Goal of the exercise — Quote verbatim the lines of the material below, starting at the line containing "For the benchmark, point out every instance of the bamboo stake" and ending at the line containing "point(236, 242)", including both of those lines.

⟨

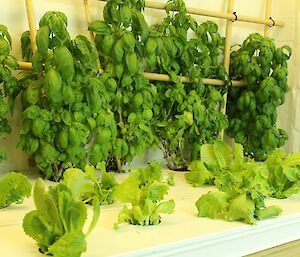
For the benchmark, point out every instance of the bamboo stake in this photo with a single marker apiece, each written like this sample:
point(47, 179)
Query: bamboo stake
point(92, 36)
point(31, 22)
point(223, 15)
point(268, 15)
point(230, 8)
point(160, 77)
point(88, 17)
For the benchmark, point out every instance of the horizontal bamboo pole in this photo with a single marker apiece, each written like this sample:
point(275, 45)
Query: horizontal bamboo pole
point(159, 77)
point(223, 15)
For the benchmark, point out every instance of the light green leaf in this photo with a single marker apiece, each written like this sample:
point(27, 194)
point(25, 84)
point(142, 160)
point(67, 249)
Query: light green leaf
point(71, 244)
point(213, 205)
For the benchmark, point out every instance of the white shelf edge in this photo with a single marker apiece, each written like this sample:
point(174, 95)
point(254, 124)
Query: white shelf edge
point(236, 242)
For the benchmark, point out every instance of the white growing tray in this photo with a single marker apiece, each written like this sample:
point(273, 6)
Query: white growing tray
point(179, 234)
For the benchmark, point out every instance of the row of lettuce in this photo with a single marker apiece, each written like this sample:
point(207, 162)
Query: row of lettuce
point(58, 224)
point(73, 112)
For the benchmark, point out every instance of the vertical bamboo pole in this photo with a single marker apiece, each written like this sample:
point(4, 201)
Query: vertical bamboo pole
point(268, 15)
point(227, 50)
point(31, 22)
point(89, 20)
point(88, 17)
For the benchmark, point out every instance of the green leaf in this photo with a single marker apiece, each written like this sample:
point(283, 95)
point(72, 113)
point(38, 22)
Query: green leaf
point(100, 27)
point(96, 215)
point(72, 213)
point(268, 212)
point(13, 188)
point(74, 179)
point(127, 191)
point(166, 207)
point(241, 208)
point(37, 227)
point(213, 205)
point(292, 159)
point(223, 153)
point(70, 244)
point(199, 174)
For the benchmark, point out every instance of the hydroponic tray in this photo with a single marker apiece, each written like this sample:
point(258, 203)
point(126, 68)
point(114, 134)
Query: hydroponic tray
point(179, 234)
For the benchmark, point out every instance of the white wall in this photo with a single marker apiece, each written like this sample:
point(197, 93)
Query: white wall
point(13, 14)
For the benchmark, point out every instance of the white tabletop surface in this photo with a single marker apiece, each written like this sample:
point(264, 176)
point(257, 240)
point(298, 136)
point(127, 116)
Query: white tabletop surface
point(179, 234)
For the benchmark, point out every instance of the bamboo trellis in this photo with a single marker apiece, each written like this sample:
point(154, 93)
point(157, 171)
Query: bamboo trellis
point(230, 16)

⟩
⟨

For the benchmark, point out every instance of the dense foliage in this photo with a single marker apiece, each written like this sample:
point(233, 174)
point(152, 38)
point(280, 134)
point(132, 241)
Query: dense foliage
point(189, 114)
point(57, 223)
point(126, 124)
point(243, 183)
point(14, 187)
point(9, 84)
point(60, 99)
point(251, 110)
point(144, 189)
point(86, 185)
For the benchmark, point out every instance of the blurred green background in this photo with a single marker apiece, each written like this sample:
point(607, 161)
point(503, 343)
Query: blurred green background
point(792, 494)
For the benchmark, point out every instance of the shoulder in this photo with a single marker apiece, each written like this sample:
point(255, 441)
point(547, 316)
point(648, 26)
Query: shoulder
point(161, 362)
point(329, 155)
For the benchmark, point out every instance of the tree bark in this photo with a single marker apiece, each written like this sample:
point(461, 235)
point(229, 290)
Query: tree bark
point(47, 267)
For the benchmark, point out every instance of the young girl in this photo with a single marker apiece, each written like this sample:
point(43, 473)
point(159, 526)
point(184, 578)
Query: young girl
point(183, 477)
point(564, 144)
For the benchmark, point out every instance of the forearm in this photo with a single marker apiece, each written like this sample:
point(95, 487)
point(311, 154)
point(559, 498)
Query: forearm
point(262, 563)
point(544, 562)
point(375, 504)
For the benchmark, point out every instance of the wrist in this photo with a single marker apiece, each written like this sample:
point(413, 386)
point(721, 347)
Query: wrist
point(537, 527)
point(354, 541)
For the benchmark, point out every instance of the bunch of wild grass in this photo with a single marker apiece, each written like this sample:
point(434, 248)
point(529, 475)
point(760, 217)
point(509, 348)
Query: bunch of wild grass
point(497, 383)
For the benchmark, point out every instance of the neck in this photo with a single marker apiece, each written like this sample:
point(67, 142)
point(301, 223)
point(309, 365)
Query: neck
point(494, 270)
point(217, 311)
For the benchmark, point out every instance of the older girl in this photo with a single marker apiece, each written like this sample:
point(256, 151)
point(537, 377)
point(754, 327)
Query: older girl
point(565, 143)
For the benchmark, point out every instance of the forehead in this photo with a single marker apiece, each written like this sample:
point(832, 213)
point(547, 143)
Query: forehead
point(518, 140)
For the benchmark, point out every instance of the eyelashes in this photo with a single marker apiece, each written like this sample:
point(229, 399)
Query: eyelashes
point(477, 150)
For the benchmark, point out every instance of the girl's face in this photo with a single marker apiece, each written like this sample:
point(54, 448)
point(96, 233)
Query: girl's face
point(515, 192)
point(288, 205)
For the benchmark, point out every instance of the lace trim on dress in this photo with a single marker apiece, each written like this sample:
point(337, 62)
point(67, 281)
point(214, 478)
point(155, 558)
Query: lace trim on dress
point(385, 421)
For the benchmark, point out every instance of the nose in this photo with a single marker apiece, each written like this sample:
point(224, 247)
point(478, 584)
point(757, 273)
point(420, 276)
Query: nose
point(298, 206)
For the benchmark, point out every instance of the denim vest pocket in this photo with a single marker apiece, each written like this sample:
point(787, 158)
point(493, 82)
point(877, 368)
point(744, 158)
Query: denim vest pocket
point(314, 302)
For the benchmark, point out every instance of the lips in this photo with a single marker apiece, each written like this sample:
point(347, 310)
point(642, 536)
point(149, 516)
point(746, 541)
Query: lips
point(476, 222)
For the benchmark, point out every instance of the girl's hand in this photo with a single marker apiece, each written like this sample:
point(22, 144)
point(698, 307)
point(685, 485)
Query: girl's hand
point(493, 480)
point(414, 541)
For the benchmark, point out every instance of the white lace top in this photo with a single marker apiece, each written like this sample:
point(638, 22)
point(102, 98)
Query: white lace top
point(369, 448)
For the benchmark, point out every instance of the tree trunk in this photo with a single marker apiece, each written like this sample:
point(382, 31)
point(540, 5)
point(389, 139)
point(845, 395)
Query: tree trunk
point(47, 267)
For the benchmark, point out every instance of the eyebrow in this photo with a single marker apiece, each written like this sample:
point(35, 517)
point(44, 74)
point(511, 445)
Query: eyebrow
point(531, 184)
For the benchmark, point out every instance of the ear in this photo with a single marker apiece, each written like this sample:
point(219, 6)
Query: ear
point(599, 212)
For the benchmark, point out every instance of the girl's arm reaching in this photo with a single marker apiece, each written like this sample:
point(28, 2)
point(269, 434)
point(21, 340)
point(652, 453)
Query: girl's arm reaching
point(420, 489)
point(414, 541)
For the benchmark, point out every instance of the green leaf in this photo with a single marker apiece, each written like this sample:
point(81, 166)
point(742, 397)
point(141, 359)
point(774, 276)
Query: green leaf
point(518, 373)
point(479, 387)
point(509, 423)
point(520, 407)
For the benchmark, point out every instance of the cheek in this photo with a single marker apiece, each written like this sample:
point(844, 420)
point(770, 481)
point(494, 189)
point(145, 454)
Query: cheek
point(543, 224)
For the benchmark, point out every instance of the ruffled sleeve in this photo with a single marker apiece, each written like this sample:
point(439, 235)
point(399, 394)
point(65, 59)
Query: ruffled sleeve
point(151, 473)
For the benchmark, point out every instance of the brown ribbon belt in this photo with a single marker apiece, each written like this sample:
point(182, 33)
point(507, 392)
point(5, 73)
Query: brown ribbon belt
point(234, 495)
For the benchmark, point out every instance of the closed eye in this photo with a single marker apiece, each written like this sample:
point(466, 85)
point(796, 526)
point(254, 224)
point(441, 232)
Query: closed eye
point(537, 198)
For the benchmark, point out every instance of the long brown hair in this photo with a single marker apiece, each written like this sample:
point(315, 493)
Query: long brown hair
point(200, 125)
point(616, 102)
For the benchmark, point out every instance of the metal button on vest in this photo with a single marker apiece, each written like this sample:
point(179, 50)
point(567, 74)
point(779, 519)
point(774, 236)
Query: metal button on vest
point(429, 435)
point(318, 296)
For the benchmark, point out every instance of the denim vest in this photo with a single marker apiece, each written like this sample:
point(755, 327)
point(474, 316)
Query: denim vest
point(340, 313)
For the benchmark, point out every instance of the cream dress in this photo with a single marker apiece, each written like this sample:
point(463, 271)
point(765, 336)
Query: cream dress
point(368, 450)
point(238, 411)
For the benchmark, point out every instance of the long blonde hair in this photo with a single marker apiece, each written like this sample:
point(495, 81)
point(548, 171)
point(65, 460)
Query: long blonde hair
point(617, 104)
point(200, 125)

⟩
⟨

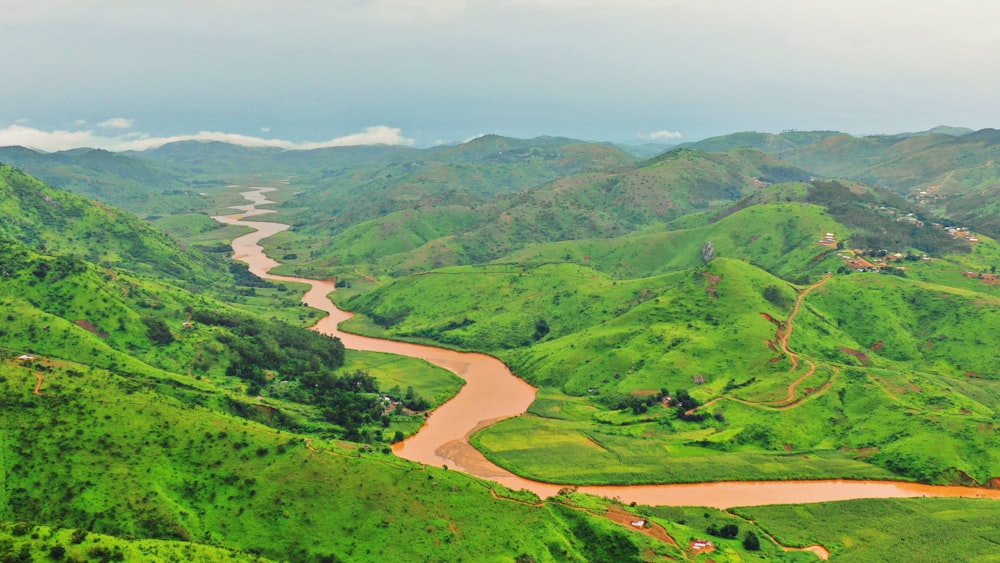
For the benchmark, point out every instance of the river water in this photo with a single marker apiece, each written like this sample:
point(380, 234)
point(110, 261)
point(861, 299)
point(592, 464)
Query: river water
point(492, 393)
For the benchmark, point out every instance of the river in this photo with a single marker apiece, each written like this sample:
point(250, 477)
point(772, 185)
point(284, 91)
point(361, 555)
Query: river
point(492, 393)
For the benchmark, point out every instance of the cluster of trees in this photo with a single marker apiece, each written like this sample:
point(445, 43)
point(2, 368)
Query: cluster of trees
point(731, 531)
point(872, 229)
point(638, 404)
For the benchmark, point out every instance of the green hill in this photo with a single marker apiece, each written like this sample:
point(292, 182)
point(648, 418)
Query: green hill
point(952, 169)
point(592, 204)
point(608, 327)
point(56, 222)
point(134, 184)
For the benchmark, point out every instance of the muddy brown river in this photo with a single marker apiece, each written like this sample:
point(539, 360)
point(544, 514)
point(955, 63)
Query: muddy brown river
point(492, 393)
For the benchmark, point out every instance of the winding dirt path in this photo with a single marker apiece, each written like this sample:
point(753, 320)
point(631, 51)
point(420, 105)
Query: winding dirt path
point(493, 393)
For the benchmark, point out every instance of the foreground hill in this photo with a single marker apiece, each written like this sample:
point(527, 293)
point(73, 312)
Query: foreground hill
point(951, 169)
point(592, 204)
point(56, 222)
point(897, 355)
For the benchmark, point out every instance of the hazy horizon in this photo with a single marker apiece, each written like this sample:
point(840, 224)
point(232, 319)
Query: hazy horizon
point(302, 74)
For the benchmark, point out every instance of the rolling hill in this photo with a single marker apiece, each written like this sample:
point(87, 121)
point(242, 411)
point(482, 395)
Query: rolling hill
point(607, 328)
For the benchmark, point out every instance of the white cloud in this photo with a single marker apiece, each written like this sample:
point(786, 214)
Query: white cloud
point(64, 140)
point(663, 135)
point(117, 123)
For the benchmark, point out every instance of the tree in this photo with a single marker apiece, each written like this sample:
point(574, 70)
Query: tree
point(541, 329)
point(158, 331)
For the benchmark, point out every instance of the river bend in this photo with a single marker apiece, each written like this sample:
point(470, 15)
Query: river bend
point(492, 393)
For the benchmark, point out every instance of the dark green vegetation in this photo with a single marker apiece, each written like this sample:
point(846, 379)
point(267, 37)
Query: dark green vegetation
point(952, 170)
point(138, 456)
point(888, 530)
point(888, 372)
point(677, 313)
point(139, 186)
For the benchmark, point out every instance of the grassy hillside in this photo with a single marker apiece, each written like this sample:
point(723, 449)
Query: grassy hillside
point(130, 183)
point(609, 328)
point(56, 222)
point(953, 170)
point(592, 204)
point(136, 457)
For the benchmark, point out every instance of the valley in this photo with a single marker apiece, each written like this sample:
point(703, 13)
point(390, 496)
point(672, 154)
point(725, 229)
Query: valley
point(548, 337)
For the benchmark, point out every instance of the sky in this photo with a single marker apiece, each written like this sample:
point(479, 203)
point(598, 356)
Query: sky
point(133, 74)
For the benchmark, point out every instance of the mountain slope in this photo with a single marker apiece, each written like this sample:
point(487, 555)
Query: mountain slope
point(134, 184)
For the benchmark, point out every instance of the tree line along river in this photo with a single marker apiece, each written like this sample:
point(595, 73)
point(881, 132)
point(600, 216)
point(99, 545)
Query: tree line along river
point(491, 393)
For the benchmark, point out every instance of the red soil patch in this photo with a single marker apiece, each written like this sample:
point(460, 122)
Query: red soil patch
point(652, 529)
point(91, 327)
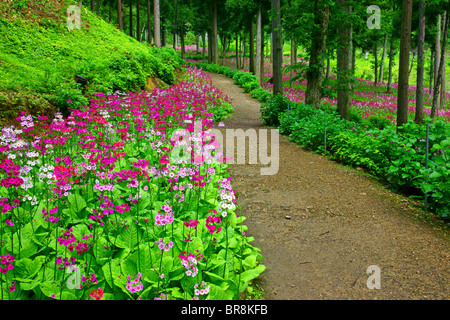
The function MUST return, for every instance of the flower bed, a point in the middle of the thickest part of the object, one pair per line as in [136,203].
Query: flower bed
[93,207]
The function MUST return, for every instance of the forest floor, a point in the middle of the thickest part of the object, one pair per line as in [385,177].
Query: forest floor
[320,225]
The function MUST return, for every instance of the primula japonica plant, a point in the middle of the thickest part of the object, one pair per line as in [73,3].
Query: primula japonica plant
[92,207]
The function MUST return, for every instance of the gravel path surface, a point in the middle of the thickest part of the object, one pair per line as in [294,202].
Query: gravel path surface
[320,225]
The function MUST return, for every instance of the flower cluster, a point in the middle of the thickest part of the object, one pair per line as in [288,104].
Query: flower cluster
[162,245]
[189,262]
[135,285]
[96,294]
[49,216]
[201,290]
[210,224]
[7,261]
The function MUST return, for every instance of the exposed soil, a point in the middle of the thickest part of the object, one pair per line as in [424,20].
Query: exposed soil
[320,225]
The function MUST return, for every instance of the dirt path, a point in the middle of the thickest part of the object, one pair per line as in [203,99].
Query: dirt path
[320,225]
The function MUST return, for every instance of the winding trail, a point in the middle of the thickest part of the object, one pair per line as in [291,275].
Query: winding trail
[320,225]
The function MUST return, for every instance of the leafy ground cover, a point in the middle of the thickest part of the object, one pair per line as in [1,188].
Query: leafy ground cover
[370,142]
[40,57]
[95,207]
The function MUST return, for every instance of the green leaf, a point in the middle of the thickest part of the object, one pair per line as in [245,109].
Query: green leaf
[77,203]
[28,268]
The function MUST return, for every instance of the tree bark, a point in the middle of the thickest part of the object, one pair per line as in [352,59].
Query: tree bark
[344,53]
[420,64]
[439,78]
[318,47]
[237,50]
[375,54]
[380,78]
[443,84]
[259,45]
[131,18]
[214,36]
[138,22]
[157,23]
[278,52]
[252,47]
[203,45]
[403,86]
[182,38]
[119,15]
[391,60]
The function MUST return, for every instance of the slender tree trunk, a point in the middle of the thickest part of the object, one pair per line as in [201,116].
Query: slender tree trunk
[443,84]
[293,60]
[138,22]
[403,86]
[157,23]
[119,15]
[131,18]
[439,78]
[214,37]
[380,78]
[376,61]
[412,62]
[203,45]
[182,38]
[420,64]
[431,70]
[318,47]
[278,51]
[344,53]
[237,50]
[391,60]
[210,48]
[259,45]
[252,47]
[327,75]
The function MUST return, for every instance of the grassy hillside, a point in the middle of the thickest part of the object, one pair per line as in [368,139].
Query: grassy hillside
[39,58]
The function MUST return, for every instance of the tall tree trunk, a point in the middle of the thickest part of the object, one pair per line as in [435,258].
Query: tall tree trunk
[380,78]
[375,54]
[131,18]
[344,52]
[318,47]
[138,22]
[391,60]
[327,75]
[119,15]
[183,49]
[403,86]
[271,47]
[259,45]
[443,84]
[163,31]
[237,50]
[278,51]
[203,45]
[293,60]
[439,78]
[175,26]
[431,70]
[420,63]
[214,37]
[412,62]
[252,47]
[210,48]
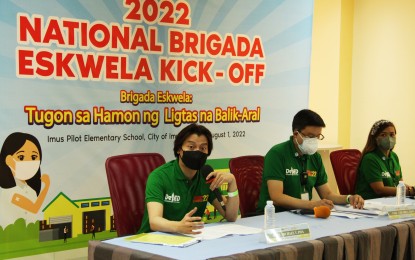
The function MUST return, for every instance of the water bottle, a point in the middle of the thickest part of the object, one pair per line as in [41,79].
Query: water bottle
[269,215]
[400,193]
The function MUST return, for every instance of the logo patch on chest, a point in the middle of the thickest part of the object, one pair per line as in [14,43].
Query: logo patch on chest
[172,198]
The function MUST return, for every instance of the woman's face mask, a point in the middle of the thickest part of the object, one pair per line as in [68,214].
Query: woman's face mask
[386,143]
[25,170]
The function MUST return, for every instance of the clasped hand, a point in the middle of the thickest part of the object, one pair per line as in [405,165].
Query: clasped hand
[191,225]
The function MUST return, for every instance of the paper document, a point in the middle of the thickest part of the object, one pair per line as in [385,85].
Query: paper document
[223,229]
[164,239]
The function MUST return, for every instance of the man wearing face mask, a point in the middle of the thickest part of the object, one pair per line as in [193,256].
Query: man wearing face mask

⟩

Correct result —
For the benchmark, point out every instance of the bamboo stake in this photo with a single marker apiece, each written like this sample:
point(47, 179)
Query: bamboo stake
point(92, 36)
point(31, 22)
point(223, 15)
point(268, 15)
point(230, 8)
point(160, 77)
point(88, 17)
For the benchmark, point out every instance of the horizontal bamboo pole in this photo with a single marker apiece, each written like this sample:
point(275, 45)
Query: horizontal bamboo pole
point(159, 77)
point(223, 15)
For the benchmark, point out every instance of the light green leaf in this photo with a single marker apiece, each written like this sample:
point(27, 194)
point(25, 84)
point(142, 160)
point(67, 249)
Query: light green leaf
point(71, 244)
point(213, 205)
For the benchmark, point out every instance of the white shelf edge in this photo with a single marker apiece, each written like this sample:
point(174, 95)
point(254, 124)
Query: white shelf edge
point(236, 242)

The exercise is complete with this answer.